Please retype every entry below, keeping it exactly the same.

[INFORMATION SHOWN — start]

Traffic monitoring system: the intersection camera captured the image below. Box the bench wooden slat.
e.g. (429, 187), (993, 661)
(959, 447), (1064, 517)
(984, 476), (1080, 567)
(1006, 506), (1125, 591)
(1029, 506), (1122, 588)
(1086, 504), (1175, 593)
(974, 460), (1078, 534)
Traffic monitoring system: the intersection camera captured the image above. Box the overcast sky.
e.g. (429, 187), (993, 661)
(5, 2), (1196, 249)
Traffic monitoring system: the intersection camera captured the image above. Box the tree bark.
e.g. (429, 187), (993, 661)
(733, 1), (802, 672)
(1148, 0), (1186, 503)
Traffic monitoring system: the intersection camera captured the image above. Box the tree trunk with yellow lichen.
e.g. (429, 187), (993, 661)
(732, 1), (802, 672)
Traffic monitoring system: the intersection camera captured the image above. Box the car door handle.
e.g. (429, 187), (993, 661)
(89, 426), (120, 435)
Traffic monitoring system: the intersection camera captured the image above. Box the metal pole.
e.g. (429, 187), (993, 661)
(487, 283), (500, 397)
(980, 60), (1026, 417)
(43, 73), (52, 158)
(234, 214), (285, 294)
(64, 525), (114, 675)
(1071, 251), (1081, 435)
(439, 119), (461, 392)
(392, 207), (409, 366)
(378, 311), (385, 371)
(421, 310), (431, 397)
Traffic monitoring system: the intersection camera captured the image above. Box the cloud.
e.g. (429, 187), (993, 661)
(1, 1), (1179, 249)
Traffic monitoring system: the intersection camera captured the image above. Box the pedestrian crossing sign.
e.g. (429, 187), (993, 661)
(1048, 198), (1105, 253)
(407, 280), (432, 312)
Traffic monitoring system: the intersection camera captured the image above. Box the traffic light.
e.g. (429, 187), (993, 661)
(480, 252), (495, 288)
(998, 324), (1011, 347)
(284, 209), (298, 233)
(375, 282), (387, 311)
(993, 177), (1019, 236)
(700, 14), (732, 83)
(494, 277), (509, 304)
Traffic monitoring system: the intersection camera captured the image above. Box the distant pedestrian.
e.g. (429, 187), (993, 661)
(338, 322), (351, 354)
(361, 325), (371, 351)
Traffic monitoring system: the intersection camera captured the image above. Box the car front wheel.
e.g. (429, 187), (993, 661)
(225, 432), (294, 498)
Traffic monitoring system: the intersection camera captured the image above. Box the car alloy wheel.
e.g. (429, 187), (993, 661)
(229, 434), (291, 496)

[INFORMATION SHOWN — finish]

• YOUR RESPONSE
Traffic monitoring system: the intersection camera captured the image below. Box the bench wooden slat.
e.g. (429, 187), (993, 661)
(959, 447), (1064, 517)
(984, 476), (1080, 567)
(1006, 506), (1125, 591)
(1029, 506), (1122, 588)
(1086, 504), (1175, 593)
(974, 460), (1078, 534)
Traffic monitoring system: the intersection camera captured the image above. Box the overcast sky.
e.g. (429, 187), (993, 661)
(5, 2), (1196, 249)
Traffic monitoring system: the intersection camera captured the image above. Box the tree bark.
e.g. (429, 187), (993, 661)
(733, 1), (802, 672)
(1148, 0), (1186, 503)
Traffic monitoring system: the intersection camera captured the image above. Box the tree trunk with yellow lichen.
e.g. (429, 187), (993, 661)
(732, 1), (802, 672)
Traffic monitoring system: the intersection camera captured the image above. Box the car door handle.
e.g. (429, 187), (993, 661)
(89, 426), (120, 435)
Traffic monitoring system: the intersection camera captured the image above. Box the metal pole.
e.g. (429, 187), (993, 661)
(487, 283), (500, 397)
(980, 60), (1026, 417)
(43, 73), (52, 158)
(234, 214), (285, 294)
(64, 525), (114, 675)
(1071, 251), (1081, 435)
(439, 119), (461, 392)
(392, 207), (409, 366)
(378, 311), (385, 371)
(421, 310), (431, 397)
Traffic monitoring system: the intersection camera captured the image above. Box the cloud.
e.g. (429, 187), (993, 661)
(1, 1), (1179, 249)
Traffic monitoring system: the intersection camera captured the image above. Box the pedestrian crossing sign.
e.g. (429, 187), (993, 661)
(1048, 198), (1105, 253)
(407, 280), (432, 312)
Traffic monitoring system: the intersection camera captured the image above. Box the traffic light.
e.g. (429, 187), (993, 661)
(480, 252), (495, 288)
(998, 324), (1011, 347)
(284, 209), (298, 233)
(375, 282), (387, 311)
(993, 177), (1019, 236)
(700, 14), (732, 83)
(494, 277), (509, 304)
Traffic monitoring system: the intersection camera captured the image above. Box the distant pedestrian.
e.g. (429, 187), (993, 661)
(338, 322), (351, 354)
(361, 325), (371, 351)
Traffic monitoring system: the intersection camera captured the image above. Box the car front wheel.
e.g. (429, 187), (993, 661)
(225, 432), (294, 498)
Traffic monitoring system: the intersection camera captured the image above. Box the car alloy wheel.
e.g. (429, 187), (993, 661)
(229, 434), (291, 496)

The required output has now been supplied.